(Image point grounding data)
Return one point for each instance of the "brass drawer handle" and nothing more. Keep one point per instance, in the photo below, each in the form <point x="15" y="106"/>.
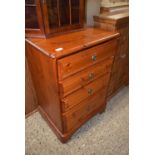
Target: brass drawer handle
<point x="123" y="56"/>
<point x="91" y="76"/>
<point x="90" y="91"/>
<point x="93" y="57"/>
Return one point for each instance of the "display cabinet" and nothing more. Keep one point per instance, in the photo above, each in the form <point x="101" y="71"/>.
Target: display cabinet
<point x="45" y="18"/>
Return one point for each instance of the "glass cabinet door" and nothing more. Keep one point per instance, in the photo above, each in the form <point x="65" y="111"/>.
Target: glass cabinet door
<point x="64" y="12"/>
<point x="52" y="9"/>
<point x="75" y="10"/>
<point x="31" y="20"/>
<point x="61" y="15"/>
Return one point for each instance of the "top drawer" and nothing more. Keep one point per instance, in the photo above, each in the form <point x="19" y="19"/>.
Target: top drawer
<point x="77" y="62"/>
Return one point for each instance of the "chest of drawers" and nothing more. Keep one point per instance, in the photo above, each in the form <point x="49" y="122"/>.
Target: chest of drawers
<point x="71" y="75"/>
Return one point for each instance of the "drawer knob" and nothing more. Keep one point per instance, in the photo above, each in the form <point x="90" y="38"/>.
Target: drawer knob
<point x="93" y="57"/>
<point x="90" y="91"/>
<point x="91" y="76"/>
<point x="123" y="56"/>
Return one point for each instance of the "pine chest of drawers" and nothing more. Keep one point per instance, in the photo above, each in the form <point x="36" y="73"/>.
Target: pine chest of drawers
<point x="71" y="74"/>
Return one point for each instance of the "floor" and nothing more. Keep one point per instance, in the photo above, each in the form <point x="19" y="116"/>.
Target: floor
<point x="104" y="134"/>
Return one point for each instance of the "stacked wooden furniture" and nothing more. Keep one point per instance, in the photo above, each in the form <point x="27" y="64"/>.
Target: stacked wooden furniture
<point x="71" y="74"/>
<point x="116" y="19"/>
<point x="45" y="18"/>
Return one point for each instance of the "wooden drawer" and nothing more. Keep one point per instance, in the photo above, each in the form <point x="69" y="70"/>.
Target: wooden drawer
<point x="77" y="62"/>
<point x="81" y="112"/>
<point x="84" y="77"/>
<point x="85" y="92"/>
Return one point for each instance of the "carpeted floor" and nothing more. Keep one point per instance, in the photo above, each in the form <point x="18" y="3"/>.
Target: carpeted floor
<point x="105" y="134"/>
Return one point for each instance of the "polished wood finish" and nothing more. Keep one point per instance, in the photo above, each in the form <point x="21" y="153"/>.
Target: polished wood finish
<point x="84" y="77"/>
<point x="117" y="20"/>
<point x="63" y="102"/>
<point x="31" y="102"/>
<point x="45" y="18"/>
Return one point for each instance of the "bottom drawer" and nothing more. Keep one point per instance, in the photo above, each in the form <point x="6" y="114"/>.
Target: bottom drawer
<point x="78" y="114"/>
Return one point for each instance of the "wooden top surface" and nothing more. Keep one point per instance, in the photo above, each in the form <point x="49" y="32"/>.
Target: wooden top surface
<point x="60" y="46"/>
<point x="114" y="15"/>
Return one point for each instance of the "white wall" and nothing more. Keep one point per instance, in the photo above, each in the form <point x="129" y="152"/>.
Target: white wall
<point x="92" y="8"/>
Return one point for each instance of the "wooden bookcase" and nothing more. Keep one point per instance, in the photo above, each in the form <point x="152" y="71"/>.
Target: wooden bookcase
<point x="45" y="18"/>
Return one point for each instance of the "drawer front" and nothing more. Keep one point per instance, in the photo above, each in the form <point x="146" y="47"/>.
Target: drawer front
<point x="79" y="61"/>
<point x="80" y="113"/>
<point x="85" y="92"/>
<point x="84" y="77"/>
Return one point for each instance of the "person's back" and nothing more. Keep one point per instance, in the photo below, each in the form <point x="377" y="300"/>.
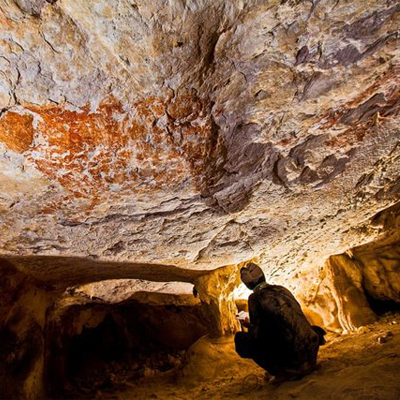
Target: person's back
<point x="285" y="340"/>
<point x="280" y="339"/>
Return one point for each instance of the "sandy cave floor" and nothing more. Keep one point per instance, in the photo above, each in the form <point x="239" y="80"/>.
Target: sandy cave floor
<point x="357" y="366"/>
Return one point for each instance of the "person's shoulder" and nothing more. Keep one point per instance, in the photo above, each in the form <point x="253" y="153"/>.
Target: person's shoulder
<point x="277" y="289"/>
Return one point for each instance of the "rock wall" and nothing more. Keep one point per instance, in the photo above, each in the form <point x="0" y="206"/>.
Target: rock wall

◆ **Directions for this task**
In your copy, please omit the pictures and print every line of the records exactly.

◆ **Task response**
Return one point for each instance of the "brass drawer handle" and nothing more. Keep one point per instance, in the photo below, each in the form <point x="15" y="106"/>.
Target: brass drawer handle
<point x="123" y="56"/>
<point x="91" y="76"/>
<point x="90" y="91"/>
<point x="93" y="57"/>
Return one point for each instance of the "display cabinet" and nothing more. Keep one point per instance, in the photo above, each in the form <point x="101" y="71"/>.
Target: display cabinet
<point x="45" y="18"/>
Return one point for each instance of the "glass cabinet door" and nothing more. Keep one point per instance, in the photo above, each in the form <point x="65" y="111"/>.
Target: glass cabinet door
<point x="64" y="12"/>
<point x="52" y="9"/>
<point x="75" y="10"/>
<point x="31" y="20"/>
<point x="61" y="15"/>
Return one point for each instance of the "top drawer" and nothing more. Keep one point per instance, in the photo above, each in the form <point x="19" y="19"/>.
Target: top drawer
<point x="77" y="62"/>
Return one point for each instance of the "chest of drawers" and nothing more. Keep one point per instance, in the photo above, each in the form <point x="49" y="122"/>.
Target: chest of drawers
<point x="71" y="75"/>
Return one point for each instance of the "drawer knob" and nothing more. Keep one point per instance, in the photo above, each in the form <point x="90" y="38"/>.
Target: drawer knob
<point x="93" y="57"/>
<point x="90" y="91"/>
<point x="91" y="76"/>
<point x="123" y="56"/>
Return one point for each instance of the "pine chest of drawers" and nothing more. Keep one point per instance, in the photo above, each in the form <point x="36" y="73"/>.
Target: pine chest of drawers
<point x="71" y="74"/>
Return one point for each instance of the "floor" and nothing more. Keep one point per instance, in the photo above, each in the form <point x="19" y="116"/>.
Target: floor
<point x="104" y="134"/>
Return one point for each instance of the "stacked wooden furniture" and nothing more. Keep one point per instance, in the photo above, each in the form <point x="27" y="64"/>.
Target: stacked wooden furniture
<point x="71" y="74"/>
<point x="116" y="19"/>
<point x="45" y="18"/>
Return one point for each instance of the "wooden drawer" and nothing more. Keep one point per instance, in the photo above, each in the form <point x="69" y="70"/>.
Target: wooden drawer
<point x="77" y="62"/>
<point x="81" y="112"/>
<point x="84" y="77"/>
<point x="85" y="92"/>
Return one point for each instance of the "carpeted floor" and nothing more. Keep one point per instance, in the photo above, each in the form <point x="18" y="3"/>.
Target: carpeted floor
<point x="105" y="134"/>
Return one point for each instance of the "polished wood finish" and nothing more. Keep one point per instance, in the photo above, each in the form <point x="21" y="153"/>.
Target: polished wood finish
<point x="84" y="77"/>
<point x="117" y="20"/>
<point x="63" y="102"/>
<point x="31" y="102"/>
<point x="45" y="18"/>
Return one point for each instance of the "bottom drawer" and nothing more. Keep one point per instance, in the photo above, each in the form <point x="6" y="114"/>.
Target: bottom drawer
<point x="78" y="114"/>
Return one point for each instance of the "wooden top surface" and nothing more. Keep one point per instance, in the photo above, each in the form <point x="49" y="32"/>.
Target: wooden top surface
<point x="60" y="46"/>
<point x="114" y="15"/>
Return one point for each instance of the "white wall" and nothing more. Keep one point per instance, in the photo above, each in the form <point x="129" y="152"/>.
Target: white wall
<point x="92" y="8"/>
Return one point for each instance of the "wooden bookcase" and nothing more. Keep one point per instance, in the photo above, each in the form <point x="152" y="71"/>.
Target: wooden bookcase
<point x="45" y="18"/>
Return one point for each instance of the "drawer front" and nothing more. Keep one point per instance, in the photo above, each in the form <point x="146" y="47"/>.
Target: drawer front
<point x="79" y="61"/>
<point x="80" y="113"/>
<point x="85" y="92"/>
<point x="84" y="77"/>
Return one point for each instance of the "person's back" and nothing more. Keep one point per instance, in the photo below, each in the form <point x="377" y="300"/>.
Target: person's back
<point x="285" y="340"/>
<point x="280" y="339"/>
Return one point for each instance of the "sandy cave floor" and nothing more. Keep one point per instance, in the photo above, each in the form <point x="239" y="80"/>.
Target: sandy cave floor
<point x="357" y="366"/>
Return one point for each instance of the "person's shoulder" and nothing more. Keep one point per instance, in the photo above, each in the form <point x="253" y="153"/>.
Target: person's shoulder
<point x="277" y="289"/>
Return one point for each instance of the "rock wall" and nothing more. Keep one point per instance, in the photo above, each in the form <point x="0" y="206"/>.
Target: rock wall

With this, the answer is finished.